• [Apply what you read]:
1 > List every difficulty that the account of the mother's illness says she showed before she was taken to Accident and Emergency.
2 > From the account of the mother's illness, copy the part that opens with the words containing "Although I had" and closes with "with no problem.".

I’ve made a couple of passing comments about mum being in hospital, but haven’t gone into details, until now. Mum was quite a private person, and didn’t like a fuss being made about her.
Unfortunately, she died in the early hours of Friday morning. We are now telling friends and relatives more about what happened, so I thought it appropriate to post here, for those of you in the filk community who had met her at conventions, and knew her.
At the beginning of June, I took mum to Weymouth for a holiday, we were staying in Rupert, a converted stables cottage we had stayed in before and liked.
Although I had two weeks holiday booked from work, we had only booked Rupert for a week, as we didn’t know if mum would have the stamina for two weeks in Dorset. As it happens, she did fine, and we walked quite a bit. At the end of the first week, she said she wanted to stay on. As Rupert was fully booked, we found another little cottage which, while not as luxurious as Rupert, was pretty good too.
On the last couple of days of the holiday, mum said she was having trouble concentrating on reading her newpaper. We didn’t think much of it, putting it down to either tiredness or the lighting in the cottage. On the trip back home, we stopped for a cuppa, and mum was sitting there reading her paper with no problem.
We got back to mum’s home in Chingford and unpacked the car. I was going to stay for a day or so, before coming home, so we had a cake and a cup of tea. Mum said she was going upstairs to go on the computer to check her bank account.
When she called to me for help, I thought it was to do with a computer-related problem. However, mum had got stuck with answering a bank security question – her date of birth. We also quickly found that mum could now only understand 3 out of 4 words of her paper, and was having problems finding the odd word when speaking.
Suspecting a stroke, we took her to the local Accident and Emergency, where she was quickly admitted. However, it was not a stroke. We were eventually told she had a brain lesion. She was given high doses of steroids to reduce inflamation, and her symptoms improved greatly, being able to read and remember stuff again.
Mum was in Whipps Cross for a week, but they wanted to get her into the National Hospital for Neurology and Neurosurgery. While waiting for a bed, mum’s condition was stable, so she was allowed home, just in time to watch the second week of Wimbledon on TV, which pleased her greatly.

• [Study material]:
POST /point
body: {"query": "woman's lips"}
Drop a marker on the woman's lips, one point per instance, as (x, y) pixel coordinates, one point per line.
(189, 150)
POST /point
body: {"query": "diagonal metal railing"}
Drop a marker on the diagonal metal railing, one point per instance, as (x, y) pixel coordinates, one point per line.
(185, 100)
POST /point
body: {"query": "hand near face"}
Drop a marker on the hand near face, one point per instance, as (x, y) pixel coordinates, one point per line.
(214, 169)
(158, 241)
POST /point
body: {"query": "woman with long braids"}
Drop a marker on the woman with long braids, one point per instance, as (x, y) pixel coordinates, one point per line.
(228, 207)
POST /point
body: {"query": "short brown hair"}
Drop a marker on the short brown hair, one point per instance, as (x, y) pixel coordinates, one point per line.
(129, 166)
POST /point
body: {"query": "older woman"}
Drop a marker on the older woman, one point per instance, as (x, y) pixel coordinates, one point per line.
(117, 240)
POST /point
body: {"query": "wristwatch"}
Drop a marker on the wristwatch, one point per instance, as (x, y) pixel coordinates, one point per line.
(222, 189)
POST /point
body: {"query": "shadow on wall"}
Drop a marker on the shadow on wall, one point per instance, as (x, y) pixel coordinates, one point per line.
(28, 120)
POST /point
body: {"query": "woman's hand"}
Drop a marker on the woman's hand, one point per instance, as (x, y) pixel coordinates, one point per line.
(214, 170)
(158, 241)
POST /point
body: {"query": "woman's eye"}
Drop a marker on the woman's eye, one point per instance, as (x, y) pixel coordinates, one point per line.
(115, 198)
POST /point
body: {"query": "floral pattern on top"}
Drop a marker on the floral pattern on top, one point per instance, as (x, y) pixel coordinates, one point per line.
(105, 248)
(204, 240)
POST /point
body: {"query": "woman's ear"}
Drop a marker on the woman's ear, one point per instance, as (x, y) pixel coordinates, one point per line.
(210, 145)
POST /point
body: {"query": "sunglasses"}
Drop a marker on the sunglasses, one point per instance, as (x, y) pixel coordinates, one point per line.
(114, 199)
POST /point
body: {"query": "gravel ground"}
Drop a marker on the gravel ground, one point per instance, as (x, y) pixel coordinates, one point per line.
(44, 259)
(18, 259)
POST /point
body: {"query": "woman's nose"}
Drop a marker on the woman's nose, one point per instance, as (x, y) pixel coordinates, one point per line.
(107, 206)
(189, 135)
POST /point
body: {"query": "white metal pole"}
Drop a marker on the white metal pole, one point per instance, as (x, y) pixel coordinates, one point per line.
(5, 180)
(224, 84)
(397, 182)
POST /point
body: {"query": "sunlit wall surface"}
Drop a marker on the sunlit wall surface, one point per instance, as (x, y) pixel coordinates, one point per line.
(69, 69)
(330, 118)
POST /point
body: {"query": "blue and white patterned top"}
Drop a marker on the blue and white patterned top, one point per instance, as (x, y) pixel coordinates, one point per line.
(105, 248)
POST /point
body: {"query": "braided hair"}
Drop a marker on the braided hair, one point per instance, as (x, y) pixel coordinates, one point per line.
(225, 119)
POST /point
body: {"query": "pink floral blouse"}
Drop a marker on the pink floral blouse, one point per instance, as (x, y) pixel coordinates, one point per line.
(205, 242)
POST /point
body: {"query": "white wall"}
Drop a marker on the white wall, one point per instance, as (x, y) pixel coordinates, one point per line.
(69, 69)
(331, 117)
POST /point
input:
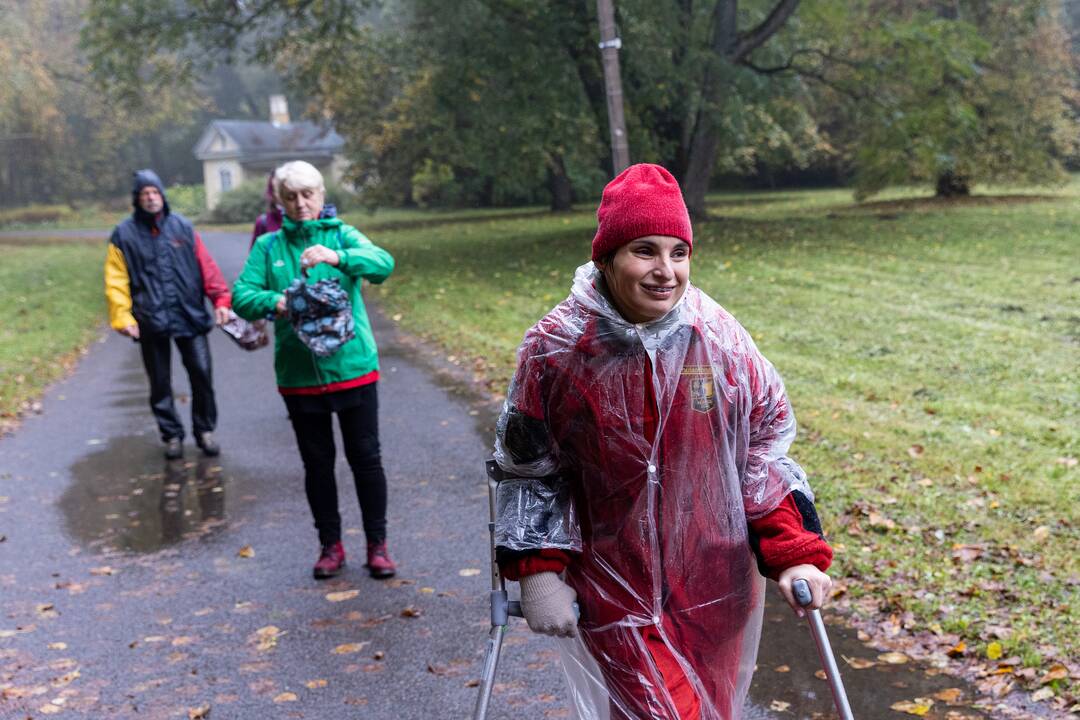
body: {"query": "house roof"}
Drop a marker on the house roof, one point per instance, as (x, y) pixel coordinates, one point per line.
(254, 140)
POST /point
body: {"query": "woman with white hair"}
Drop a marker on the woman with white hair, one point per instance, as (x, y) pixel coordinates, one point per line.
(313, 386)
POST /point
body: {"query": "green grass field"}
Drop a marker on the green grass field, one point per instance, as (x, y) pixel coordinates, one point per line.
(52, 299)
(931, 351)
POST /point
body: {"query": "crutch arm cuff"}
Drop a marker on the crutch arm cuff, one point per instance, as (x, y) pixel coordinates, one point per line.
(515, 565)
(790, 535)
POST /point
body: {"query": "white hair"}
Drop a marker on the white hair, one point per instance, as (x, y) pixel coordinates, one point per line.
(297, 175)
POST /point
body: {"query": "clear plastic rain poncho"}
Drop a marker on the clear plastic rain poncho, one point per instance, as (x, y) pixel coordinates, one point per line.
(645, 450)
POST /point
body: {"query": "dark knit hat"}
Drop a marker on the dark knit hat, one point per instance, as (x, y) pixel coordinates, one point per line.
(644, 200)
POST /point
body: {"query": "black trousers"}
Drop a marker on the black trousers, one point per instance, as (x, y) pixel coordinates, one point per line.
(157, 360)
(360, 434)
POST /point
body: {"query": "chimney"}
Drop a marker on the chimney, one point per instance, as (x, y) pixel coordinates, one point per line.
(279, 110)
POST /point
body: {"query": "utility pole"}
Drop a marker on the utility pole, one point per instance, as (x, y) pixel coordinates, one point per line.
(612, 83)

• [Answers to the exercise]:
1 >
- Trouble concentrating on reading her newspaper during the last couple of days of the holiday
- Getting stuck answering a bank security question about her date of birth
- Understanding only 3 out of 4 words of her paper
- Problems finding the odd word when speaking

2 >
Although I had two weeks holiday booked from work, we had only booked Rupert for a week, as we didn’t know if mum would have the stamina for two weeks in Dorset. As it happens, she did fine, and we walked quite a bit. At the end of the first week, she said she wanted to stay on. As Rupert was fully booked, we found another little cottage which, while not as luxurious as Rupert, was pretty good too.
On the last couple of days of the holiday, mum said she was having trouble concentrating on reading her newpaper. We didn’t think much of it, putting it down to either tiredness or the lighting in the cottage. On the trip back home, we stopped for a cuppa, and mum was sitting there reading her paper with no problem.